**Set problem**:
Extend the court opinion about the French School teacher by writing what comes after its last sentence.

**Source excerpt**:
Ordered that the judgment is reversed, on the law, without costs or disbursements, the determination is confirmed, and the proceeding is dismissed on the merits.

The petitioner is a teacher at the French School in Poughkeepsie, New York, which is operated by Dutchess Community College (hereinafter the college). The college is a public employer and the petitioner is a public employee within the meaning of the Taylor Law (Civil Service Law § 201 [6] [a]; [7] [a]). The faculty at the French School had not formed an employee organization for the primary purpose of improving their terms and conditions of employment. During the fall semester of 1980, the faculty members, including petitioner, informally met together and discussed their concerns about various terms and conditions of their employment. Speaking on behalf of some teachers, with their knowledge and consent, the petitioner voiced these concerns to the college’s Associate Dean. The efforts of the petitioner to resolve complaints pertaining to terms and conditions of employment shared, in common, with the faculty and an additional individual complaint regarding her status as a part-time employee at the college, continued throughout 1982. In January of 1983, the college administration reduced the petitioner’s teaching schedule by a four-hour course. The petitioner’s income per semester was correspondingly reduced by $1,400.

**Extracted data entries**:
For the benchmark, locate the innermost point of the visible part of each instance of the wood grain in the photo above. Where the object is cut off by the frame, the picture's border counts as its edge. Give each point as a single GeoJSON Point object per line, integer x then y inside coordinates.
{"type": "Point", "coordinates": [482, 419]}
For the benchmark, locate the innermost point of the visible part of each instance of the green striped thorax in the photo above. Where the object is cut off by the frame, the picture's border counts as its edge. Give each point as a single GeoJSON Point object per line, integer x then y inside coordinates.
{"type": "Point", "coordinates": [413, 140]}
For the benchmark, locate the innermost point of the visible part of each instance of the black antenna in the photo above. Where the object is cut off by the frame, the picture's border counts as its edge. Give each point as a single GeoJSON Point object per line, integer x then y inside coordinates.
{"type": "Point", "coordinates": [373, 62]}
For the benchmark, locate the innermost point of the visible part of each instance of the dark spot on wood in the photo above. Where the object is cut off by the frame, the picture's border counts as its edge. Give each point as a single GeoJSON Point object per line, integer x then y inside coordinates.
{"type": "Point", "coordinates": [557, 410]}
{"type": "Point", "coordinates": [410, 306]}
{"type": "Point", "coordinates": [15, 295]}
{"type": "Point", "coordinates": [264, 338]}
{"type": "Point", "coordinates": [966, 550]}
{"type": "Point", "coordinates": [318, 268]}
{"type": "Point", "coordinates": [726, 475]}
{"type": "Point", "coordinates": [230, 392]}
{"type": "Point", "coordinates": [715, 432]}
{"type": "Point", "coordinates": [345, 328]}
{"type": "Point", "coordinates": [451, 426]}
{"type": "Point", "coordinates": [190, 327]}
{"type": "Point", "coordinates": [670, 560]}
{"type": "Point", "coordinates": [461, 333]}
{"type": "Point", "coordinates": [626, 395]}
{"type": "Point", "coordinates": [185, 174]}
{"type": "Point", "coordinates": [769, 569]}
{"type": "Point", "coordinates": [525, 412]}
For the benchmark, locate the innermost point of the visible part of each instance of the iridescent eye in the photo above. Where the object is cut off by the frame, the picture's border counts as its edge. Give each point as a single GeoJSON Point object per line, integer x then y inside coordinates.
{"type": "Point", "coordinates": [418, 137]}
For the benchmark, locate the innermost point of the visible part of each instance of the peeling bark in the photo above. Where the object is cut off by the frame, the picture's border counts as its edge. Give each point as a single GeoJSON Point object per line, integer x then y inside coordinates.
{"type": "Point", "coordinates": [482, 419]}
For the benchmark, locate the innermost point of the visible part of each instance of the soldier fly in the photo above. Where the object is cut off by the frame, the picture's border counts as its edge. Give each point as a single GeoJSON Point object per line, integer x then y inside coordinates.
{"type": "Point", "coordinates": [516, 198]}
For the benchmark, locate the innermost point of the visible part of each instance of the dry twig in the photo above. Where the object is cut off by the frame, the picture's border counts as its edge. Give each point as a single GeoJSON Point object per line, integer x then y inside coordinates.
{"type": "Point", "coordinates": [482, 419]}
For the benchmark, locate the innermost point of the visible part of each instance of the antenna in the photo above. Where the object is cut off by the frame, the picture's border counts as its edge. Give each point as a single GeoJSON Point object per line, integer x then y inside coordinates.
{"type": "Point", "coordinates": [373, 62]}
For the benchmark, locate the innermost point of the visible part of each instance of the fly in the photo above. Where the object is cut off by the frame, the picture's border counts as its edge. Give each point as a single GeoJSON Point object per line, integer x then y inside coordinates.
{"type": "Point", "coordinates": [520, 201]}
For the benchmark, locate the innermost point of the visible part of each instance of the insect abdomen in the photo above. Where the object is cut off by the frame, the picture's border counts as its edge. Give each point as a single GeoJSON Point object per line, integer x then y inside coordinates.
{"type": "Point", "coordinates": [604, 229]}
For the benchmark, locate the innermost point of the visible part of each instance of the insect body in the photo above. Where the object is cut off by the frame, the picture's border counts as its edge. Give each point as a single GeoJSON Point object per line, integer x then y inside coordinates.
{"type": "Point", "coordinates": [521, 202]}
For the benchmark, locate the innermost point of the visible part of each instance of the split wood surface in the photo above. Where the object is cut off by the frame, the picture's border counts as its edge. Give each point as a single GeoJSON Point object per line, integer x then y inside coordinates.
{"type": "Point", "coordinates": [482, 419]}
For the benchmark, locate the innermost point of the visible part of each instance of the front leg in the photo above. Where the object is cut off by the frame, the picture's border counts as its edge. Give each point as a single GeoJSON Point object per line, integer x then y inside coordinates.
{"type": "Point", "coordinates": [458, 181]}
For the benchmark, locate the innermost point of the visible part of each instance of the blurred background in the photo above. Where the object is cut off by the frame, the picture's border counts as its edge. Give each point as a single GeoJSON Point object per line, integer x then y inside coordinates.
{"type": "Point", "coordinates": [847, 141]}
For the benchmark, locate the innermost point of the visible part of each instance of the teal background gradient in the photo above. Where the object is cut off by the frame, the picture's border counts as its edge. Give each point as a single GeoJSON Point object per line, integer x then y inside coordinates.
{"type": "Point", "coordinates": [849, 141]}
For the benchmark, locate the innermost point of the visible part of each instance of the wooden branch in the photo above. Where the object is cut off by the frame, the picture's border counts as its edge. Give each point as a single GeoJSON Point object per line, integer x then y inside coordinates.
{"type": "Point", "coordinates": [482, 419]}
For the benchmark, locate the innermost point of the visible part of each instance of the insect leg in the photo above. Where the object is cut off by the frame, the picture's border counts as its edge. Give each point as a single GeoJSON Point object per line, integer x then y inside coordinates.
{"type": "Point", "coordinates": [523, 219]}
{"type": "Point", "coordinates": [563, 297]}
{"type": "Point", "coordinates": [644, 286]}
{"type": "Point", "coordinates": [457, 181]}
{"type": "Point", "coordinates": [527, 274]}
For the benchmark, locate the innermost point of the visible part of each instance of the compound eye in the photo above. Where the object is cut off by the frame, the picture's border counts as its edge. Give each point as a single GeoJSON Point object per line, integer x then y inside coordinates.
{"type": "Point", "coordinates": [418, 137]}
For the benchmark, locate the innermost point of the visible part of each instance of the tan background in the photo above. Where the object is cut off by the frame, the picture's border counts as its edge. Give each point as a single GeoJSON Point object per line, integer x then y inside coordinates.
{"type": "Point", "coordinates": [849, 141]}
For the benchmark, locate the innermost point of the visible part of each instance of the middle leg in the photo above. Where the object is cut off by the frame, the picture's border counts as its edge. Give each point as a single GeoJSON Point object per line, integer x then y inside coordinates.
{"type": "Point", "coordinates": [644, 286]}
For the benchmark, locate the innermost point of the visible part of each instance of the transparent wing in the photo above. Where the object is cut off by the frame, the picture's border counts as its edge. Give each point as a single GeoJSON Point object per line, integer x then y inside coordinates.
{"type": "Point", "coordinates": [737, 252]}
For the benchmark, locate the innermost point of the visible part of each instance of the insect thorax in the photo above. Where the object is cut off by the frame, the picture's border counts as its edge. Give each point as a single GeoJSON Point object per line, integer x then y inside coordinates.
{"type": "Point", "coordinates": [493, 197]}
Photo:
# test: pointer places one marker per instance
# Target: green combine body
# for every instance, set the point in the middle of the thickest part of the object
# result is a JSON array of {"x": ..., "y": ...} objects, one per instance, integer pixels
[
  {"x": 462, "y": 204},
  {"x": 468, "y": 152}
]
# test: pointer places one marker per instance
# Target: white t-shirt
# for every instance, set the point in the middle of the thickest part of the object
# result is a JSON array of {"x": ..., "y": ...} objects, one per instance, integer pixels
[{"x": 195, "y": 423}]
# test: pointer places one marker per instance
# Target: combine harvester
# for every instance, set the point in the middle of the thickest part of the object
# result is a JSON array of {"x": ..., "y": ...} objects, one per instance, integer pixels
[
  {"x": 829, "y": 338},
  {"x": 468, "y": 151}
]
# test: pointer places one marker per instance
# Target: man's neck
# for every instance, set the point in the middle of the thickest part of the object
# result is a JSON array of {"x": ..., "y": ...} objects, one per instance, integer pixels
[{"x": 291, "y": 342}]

**Task answer**:
On January 24, 1983, the petitioner filed with the Public Employment Relations Board (hereinafter PERB) an improper employer practice charge against the college, alleging a violation of Civil Service Law § 209-a. By decision dated September 5, 1984, PERB found that the college had reduced the petitioner’s hours "at least in part because the petitioner complained about the terms and conditions of employment at the French School” and "that the petitioner’s complaints were made with the knowledge and consent of some of the teachers at the French School after they had discussed their concerns among themselves”. Nevertheless, PERB concluded that the college’s alleged retaliatory conduct did not constitute an improper employer practice under the Taylor Law (Civil Service Law § 209-a [1]), on the ground there was no indication in the record that at the time the complaints were voiced the teachers were seeking to form an employee organization or to be represented by such an organization.

The scope of judicial review of PERB’s statutory interpreta*659tion of Civil Service Law §§ 202 and 209-a (1) is a limited one (see, Matter of Incorporated Vil. of Lynbrook v New York State Public Employment Relations Bd., 48 NY2d 398, 404). As the agency charged with implementing the policies of the Taylor Law, PERB is presumed to have developed an expertise which requires us to accept its construction of that law if not unreasonable (see, Matter of Town of Mamaroneck PBA v New York State Public Employment Relations Bd., 66 NY2d 722; Matter of Incorporated Vil. of Lynbrook v New York State Public Employment Relations Bd., supra, p 404; Matter of Fisher [Levine], 36 NY2d 146, 149-150). For, "[s]o long as PERB’s interpretation is legally permissible and so long as there is no breach of constitutional rights and protections, the courts have no power to substitute another interpretation” (Matter of West Irondequoit Teachers Assn. v Helsby, 35 NY2d 46, 50).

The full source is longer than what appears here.